* Assignment:
Both the line below containing "Note: identify the round" and the line containing "Note: identify the paper", along with every line between them, should be repeated exactly; no other line belongs in the answer.

[Dataset entries]
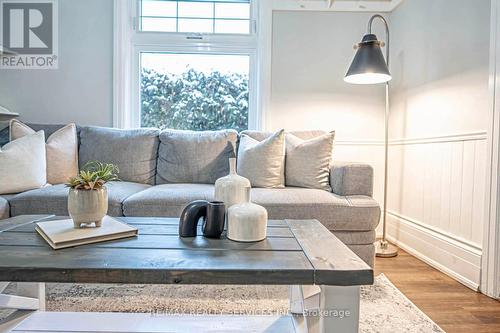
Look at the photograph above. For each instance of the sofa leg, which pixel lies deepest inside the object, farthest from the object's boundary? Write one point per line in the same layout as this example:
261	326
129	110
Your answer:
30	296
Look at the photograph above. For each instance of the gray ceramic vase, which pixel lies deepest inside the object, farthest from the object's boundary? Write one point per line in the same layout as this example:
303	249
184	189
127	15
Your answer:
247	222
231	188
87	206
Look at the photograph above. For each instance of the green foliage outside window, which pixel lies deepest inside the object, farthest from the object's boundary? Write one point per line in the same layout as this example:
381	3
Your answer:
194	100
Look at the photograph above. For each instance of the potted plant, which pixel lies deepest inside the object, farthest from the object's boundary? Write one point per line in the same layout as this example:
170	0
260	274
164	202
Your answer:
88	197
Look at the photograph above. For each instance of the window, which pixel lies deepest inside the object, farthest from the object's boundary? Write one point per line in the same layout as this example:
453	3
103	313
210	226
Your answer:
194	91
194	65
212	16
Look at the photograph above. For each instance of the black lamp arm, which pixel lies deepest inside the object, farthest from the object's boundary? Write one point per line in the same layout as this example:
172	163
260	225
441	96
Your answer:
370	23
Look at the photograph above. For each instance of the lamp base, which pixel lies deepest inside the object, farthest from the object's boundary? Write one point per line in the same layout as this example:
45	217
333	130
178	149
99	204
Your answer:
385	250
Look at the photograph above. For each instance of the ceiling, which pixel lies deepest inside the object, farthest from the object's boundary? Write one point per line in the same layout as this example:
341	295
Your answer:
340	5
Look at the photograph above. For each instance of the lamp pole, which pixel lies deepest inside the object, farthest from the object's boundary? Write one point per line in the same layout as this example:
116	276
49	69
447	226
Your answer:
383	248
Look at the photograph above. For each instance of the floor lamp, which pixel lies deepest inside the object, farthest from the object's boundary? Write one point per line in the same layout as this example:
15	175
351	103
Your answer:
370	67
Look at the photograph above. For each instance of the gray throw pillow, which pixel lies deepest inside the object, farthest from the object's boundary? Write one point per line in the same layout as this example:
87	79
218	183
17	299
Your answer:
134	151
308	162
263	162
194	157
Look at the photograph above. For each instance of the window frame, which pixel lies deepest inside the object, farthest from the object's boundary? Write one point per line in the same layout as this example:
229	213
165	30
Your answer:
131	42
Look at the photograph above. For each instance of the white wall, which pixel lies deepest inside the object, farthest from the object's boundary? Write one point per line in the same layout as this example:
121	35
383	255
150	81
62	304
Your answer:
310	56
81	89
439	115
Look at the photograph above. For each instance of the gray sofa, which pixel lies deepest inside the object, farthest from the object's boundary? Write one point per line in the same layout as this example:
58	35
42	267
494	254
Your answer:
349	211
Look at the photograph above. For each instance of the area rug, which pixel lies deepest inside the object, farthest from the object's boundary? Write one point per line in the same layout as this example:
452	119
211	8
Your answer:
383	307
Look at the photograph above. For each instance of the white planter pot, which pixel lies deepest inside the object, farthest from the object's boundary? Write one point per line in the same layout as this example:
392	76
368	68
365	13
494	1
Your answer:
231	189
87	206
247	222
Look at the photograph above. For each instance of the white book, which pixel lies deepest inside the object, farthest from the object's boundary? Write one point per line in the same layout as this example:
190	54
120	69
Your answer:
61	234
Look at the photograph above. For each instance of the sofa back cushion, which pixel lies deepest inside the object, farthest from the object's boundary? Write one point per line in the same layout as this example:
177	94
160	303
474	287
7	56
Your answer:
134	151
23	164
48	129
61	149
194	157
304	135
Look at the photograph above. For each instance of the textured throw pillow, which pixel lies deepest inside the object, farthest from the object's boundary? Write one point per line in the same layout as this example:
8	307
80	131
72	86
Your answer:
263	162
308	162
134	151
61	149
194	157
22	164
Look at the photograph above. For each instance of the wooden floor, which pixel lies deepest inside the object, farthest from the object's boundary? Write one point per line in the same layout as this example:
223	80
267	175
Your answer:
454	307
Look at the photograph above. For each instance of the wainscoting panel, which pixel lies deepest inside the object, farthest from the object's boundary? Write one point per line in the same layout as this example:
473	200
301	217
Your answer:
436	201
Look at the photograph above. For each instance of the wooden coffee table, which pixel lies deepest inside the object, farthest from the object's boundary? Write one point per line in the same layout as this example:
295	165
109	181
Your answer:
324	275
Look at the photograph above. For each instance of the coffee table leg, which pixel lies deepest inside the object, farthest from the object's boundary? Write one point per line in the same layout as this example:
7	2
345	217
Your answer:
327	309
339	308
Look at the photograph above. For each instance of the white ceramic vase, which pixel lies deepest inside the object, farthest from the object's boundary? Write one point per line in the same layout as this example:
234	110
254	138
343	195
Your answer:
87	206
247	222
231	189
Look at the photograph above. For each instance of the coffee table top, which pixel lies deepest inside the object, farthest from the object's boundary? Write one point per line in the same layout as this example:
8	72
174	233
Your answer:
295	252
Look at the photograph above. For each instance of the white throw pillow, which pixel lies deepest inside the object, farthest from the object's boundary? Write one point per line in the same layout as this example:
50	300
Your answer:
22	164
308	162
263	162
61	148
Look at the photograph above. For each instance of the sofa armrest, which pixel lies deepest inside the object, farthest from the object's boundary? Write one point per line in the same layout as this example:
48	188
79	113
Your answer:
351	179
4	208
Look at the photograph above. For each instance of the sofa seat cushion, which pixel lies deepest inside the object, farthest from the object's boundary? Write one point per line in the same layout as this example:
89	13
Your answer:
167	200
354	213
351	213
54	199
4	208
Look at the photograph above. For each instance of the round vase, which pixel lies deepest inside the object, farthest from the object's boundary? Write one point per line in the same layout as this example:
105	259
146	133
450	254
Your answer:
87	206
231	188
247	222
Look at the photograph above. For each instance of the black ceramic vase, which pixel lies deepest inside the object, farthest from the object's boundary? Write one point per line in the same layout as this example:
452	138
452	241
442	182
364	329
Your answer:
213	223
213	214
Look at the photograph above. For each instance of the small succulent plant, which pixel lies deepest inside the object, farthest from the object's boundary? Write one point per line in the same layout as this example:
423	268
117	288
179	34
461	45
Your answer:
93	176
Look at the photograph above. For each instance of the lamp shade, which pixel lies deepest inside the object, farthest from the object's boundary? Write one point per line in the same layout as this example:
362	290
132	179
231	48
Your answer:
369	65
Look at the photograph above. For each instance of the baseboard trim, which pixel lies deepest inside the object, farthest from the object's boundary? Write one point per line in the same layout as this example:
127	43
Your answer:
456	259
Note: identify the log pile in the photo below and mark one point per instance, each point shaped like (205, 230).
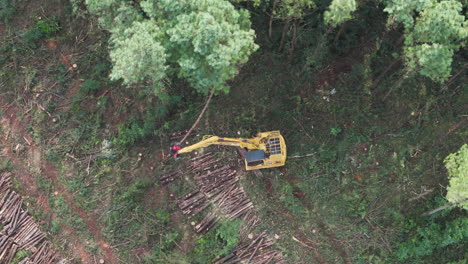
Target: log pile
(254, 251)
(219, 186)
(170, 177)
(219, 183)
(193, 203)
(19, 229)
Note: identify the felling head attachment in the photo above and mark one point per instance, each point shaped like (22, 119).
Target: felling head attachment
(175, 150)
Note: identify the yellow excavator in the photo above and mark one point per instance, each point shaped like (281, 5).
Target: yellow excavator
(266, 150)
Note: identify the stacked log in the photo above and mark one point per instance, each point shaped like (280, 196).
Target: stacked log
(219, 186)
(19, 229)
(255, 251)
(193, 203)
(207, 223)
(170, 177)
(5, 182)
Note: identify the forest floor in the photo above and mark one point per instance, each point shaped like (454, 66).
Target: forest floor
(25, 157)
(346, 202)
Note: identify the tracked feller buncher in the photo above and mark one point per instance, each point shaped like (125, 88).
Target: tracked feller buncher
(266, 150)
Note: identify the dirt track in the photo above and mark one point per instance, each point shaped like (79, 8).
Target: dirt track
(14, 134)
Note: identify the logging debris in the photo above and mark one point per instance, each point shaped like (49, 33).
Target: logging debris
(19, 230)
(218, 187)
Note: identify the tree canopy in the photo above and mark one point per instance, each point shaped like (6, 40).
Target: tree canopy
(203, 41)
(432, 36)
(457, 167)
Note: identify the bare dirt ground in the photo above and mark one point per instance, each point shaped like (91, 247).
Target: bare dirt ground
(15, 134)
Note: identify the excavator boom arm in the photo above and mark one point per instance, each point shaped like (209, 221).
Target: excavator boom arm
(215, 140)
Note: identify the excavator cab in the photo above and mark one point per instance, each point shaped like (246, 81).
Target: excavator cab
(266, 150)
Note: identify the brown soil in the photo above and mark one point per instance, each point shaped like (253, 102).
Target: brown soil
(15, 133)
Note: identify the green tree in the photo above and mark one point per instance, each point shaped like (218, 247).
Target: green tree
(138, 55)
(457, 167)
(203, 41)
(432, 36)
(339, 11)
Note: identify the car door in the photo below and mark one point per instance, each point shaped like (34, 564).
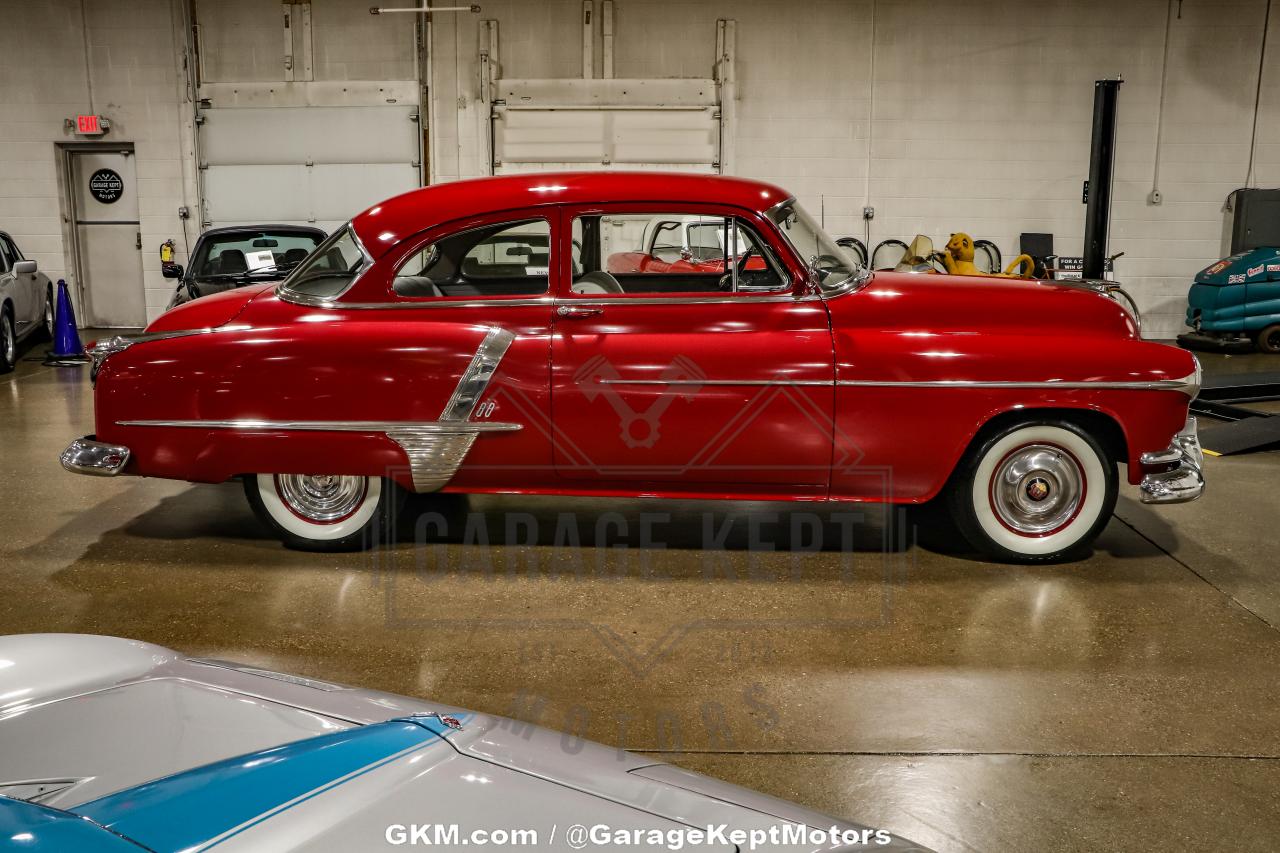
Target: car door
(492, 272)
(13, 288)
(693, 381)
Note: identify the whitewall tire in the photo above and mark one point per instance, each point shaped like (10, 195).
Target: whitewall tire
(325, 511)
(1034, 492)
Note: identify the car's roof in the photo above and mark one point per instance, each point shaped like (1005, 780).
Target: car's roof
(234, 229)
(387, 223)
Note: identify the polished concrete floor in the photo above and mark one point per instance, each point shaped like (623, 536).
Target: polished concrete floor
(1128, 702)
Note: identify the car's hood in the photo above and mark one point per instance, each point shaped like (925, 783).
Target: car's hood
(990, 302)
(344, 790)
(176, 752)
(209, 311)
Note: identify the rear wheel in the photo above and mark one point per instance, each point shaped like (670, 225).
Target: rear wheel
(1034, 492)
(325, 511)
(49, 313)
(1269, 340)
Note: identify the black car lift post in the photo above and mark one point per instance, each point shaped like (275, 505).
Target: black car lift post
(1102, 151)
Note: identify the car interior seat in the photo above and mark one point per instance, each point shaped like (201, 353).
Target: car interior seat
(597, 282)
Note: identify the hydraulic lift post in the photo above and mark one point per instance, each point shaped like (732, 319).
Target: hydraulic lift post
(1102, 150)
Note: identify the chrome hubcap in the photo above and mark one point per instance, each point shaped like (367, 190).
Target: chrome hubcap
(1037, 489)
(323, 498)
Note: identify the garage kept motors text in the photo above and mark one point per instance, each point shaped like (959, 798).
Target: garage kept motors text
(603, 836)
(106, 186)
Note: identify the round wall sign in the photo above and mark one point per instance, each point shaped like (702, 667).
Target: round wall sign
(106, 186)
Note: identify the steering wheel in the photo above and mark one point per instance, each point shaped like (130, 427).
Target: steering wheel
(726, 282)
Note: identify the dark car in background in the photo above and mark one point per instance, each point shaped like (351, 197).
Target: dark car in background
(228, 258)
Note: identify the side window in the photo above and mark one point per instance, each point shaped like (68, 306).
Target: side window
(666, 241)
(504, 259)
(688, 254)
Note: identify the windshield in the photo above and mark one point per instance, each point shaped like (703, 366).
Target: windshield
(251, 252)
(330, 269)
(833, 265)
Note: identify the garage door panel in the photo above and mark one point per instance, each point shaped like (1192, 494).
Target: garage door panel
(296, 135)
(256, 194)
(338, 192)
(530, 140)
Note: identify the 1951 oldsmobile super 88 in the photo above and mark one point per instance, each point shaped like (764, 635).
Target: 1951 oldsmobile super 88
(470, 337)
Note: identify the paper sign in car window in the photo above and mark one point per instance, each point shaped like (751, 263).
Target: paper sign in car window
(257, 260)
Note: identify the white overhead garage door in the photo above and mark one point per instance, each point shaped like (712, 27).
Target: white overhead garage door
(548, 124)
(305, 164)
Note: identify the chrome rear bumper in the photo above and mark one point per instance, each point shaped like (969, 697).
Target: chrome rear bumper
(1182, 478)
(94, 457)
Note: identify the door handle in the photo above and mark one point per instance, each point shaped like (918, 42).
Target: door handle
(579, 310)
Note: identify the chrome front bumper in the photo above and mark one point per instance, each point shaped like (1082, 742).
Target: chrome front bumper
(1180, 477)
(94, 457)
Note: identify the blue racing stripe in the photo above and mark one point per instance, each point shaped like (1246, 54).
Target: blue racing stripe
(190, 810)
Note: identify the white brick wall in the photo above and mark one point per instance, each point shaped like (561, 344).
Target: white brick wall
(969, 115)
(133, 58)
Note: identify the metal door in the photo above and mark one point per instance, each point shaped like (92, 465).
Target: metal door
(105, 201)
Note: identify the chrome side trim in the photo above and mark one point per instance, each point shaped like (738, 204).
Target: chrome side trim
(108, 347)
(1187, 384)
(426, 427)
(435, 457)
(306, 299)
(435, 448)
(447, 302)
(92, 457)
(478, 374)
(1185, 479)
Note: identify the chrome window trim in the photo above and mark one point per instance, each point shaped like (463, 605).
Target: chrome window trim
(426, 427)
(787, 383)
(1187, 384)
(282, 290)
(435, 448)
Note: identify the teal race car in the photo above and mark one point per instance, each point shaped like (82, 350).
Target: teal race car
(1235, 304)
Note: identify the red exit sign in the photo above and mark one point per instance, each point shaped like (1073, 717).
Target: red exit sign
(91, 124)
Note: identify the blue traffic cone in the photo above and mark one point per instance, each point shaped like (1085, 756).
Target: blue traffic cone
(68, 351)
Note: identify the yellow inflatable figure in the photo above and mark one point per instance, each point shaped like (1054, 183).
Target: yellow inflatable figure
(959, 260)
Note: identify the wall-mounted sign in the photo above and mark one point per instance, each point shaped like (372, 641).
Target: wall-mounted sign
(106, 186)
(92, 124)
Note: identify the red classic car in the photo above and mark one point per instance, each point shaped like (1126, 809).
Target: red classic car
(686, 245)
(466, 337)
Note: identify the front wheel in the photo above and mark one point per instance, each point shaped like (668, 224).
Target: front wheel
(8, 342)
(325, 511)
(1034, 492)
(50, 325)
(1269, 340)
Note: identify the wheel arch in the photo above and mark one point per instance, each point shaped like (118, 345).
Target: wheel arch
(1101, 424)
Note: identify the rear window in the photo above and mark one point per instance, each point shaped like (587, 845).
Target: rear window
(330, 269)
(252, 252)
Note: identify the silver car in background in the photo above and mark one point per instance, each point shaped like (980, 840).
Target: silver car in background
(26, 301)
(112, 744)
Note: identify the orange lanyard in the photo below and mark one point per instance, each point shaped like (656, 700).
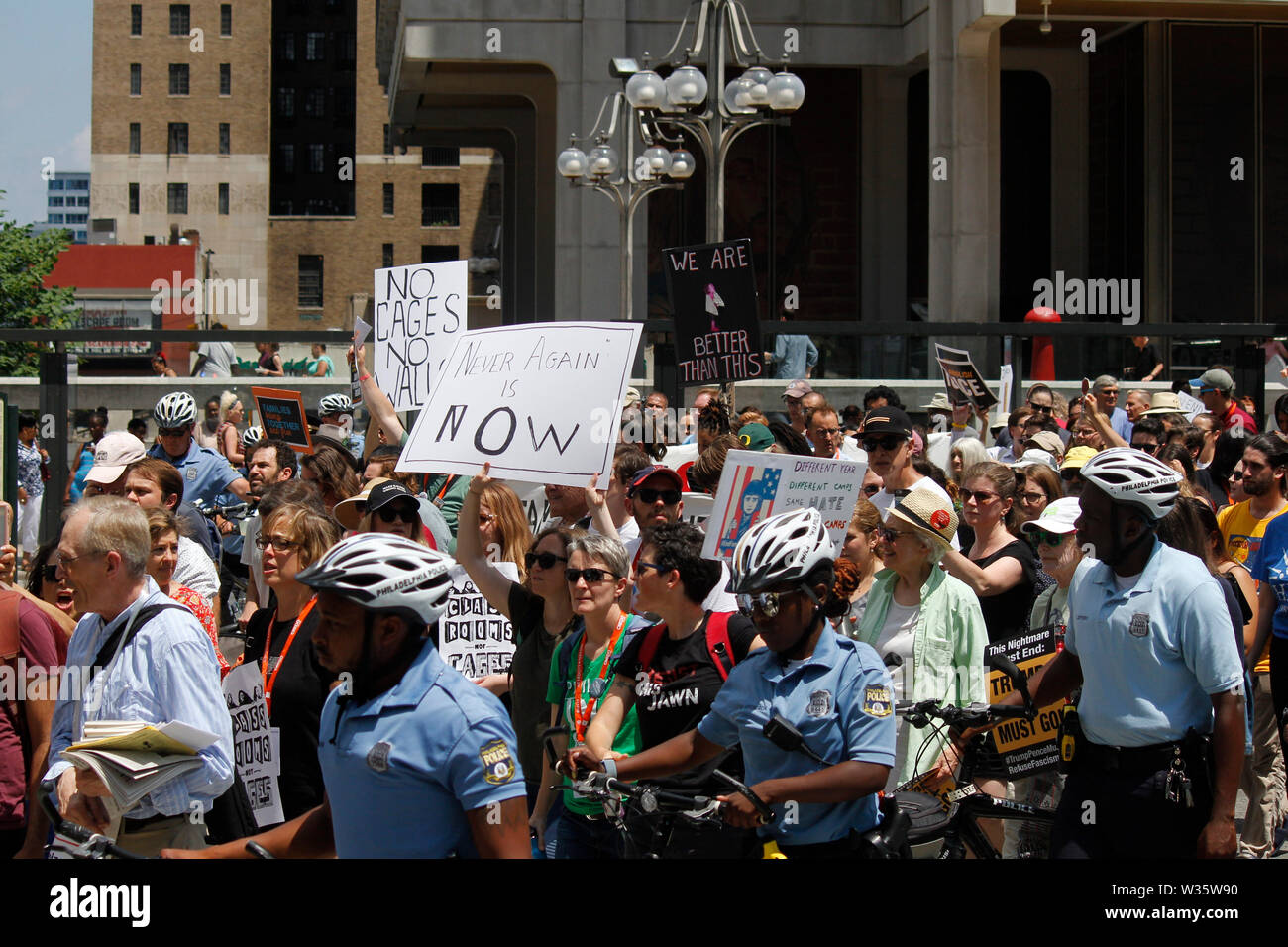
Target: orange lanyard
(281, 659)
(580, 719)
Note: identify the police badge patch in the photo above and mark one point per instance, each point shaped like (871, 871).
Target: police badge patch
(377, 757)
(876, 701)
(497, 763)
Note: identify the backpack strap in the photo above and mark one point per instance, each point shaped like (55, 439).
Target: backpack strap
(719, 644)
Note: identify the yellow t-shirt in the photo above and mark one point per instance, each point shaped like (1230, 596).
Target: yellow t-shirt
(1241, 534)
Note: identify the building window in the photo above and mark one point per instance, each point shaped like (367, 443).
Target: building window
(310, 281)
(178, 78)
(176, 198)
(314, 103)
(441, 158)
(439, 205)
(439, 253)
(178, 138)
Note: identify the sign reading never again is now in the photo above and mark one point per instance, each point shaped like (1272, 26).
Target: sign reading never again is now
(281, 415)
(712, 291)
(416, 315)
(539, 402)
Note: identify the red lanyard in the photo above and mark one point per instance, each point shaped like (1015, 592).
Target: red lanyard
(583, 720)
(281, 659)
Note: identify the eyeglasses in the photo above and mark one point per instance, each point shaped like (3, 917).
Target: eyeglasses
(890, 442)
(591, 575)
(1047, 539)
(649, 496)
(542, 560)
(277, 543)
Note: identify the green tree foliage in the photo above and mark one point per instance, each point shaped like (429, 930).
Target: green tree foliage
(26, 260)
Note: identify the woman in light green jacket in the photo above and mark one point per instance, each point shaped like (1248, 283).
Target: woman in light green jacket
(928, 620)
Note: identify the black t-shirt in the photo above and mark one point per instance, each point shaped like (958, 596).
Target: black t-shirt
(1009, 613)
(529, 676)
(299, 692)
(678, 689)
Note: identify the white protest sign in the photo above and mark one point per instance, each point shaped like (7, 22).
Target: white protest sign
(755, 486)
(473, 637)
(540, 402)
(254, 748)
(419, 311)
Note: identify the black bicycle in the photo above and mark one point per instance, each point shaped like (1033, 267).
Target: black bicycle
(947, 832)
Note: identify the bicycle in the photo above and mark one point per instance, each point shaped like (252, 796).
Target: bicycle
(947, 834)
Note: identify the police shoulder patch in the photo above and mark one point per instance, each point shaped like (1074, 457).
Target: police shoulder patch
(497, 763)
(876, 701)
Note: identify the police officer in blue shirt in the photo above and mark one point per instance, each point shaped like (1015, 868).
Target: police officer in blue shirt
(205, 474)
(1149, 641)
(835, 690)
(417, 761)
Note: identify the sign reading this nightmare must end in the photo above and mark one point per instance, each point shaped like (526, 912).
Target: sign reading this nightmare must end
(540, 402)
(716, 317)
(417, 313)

* Answer box:
Note: identify the round wall sign in the photo above and mark one point per instance, each point shaped like (702, 667).
Target: round wall sign
(106, 186)
Note: identify the steering wheel in the photo above and mark one point per instance, each point shaped like (130, 427).
Target: steering wheel
(726, 282)
Note: identify the dark car in background in the photo above and mark one point per instance, each point shaped like (351, 197).
Target: dark car in background
(228, 258)
Note: identify the side window in the photo above and mark one point per instance, each point shaped like (68, 306).
Target: side window
(666, 241)
(504, 259)
(688, 254)
Note: identify the windshield in the photo above and mark one point per instance, each point shaped like (703, 366).
Target: windshield
(251, 252)
(330, 269)
(833, 265)
Note: identify the garage door panel in the photo above and mark one point per instance, each point shaped like (1192, 494).
Target: garage door panel
(296, 135)
(256, 194)
(338, 192)
(530, 140)
Note: identify the 1951 oldsmobile super 88 in the photo above and mark one point per instance, each point shaped like (764, 635).
Target: 1951 oldsmobile super 88
(470, 337)
Note: identify the paper sign in car window in the photo above and mark one point per instance, each point shaped like (751, 263).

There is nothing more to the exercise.